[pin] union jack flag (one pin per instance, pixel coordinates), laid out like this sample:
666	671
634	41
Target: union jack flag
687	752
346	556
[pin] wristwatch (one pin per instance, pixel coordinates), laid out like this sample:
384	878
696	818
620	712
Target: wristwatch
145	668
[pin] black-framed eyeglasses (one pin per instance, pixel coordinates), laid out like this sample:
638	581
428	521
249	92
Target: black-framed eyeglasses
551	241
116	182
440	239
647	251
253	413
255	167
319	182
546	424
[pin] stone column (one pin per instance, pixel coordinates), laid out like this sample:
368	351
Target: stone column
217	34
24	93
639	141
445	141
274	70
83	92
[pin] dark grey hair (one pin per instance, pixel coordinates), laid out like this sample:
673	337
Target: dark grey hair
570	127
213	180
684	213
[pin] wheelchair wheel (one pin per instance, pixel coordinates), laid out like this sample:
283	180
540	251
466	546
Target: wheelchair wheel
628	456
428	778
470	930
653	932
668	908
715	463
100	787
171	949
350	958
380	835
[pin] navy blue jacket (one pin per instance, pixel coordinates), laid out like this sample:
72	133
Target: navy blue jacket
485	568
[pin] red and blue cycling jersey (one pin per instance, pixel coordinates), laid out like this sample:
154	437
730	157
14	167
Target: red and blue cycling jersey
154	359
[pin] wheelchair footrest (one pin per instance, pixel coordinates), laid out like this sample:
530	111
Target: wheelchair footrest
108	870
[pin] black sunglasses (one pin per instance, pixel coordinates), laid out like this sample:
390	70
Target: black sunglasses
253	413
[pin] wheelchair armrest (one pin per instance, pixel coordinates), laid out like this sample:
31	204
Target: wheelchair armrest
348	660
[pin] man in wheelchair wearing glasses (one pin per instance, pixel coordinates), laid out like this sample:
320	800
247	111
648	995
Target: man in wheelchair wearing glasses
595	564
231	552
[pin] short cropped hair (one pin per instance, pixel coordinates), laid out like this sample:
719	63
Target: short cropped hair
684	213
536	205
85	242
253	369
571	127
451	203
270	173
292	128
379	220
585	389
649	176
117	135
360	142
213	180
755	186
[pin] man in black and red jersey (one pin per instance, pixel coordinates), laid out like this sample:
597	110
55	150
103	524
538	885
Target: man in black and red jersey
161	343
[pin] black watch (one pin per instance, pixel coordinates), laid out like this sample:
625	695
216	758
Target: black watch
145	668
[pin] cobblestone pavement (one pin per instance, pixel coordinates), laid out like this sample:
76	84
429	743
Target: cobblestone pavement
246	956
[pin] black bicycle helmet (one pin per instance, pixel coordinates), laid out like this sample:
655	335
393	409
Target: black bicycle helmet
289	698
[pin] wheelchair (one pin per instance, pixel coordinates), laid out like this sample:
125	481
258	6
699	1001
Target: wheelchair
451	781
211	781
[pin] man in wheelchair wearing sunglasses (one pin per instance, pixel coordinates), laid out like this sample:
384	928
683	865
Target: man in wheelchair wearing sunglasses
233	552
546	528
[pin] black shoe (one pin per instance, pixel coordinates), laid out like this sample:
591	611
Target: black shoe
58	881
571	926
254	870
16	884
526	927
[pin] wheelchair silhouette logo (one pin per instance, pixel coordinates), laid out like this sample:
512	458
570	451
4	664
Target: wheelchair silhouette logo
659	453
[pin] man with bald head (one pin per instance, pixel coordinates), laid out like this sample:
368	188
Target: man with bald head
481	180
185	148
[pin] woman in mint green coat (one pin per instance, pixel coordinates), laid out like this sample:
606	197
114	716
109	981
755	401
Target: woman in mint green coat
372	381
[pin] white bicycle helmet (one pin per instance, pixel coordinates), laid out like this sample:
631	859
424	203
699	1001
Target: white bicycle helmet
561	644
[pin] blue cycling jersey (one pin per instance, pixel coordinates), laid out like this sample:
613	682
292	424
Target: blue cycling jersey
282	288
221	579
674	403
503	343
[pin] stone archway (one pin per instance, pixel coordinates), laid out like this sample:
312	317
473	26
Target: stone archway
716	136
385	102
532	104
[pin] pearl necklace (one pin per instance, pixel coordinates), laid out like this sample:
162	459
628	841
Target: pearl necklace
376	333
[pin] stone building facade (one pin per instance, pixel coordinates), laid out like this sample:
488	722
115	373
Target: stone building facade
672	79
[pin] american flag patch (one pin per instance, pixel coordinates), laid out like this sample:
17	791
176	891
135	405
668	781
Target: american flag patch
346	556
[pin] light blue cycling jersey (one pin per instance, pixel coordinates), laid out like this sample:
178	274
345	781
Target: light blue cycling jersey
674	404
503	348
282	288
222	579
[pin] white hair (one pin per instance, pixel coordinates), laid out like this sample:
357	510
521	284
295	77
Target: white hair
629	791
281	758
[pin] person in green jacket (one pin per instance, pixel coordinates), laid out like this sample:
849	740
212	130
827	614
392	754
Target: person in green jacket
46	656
────────────────────
What you need to do:
Find "[pin] wheelchair silhouette" in the data above, then repeat that line and all lines after it exactly, ending with the final line.

The solution:
[pin] wheelchair silhouette logo (one pin per instance, pixel coordinates), laid out like this sample:
512	458
570	451
4	664
Target: wheelchair silhouette logo
659	453
[pin] man with bald head (one pin per instance, pixel coordinates), laid out like this sample:
368	188
Target: man with bald head
481	180
185	148
[pin] woman in mint green coat (one pin per instance, pixel coordinates), laid out like this sample:
606	197
114	716
109	981
755	401
Target: woman in mint green coat
372	381
[pin] white bicycle helmet (one pin per instance, pixel coordinates), laid out like this sample:
631	859
424	203
699	1001
Target: white bicycle helmet
561	644
[pin] blue cycling jersey (one pin per instance, pixel coordinates), laid out like this sample:
613	682
292	424
Target: blue cycling jersey
282	288
221	579
674	403
503	343
[pin] stone archway (one pin per instance, pixel coordinates), laid out like this sample:
312	317
473	26
Target: stone archway
716	136
385	102
532	104
[pin] pearl necklace (one pin per instance, pixel coordinates), laid out like this sample:
162	459
628	841
Target: pearl necklace
376	333
[pin] stone building facade (one pin per instance, pixel coordinates), laid out like this sample:
488	722
115	373
Target: stone building facade
672	79
[pin] american flag patch (one pin per instance, pixel coordinates), laid out like this sample:
17	791
176	891
135	405
668	781
Target: american flag patch
346	556
[pin] light blue cycling jersey (one pin per instance, pixel coordinates), laid out like this sample:
178	274
345	781
Target: light blue cycling jersey
674	404
503	348
282	288
222	579
[pin] white hair (one pin per instance, pixel coordinates), laid out like this sample:
357	510
521	284
295	77
Target: white hair
629	791
281	758
[pin] person in green jacket (one pin per instance, pixel coordinates), laid out like this sample:
849	740
212	130
827	614
392	754
Target: person in green jacket
46	656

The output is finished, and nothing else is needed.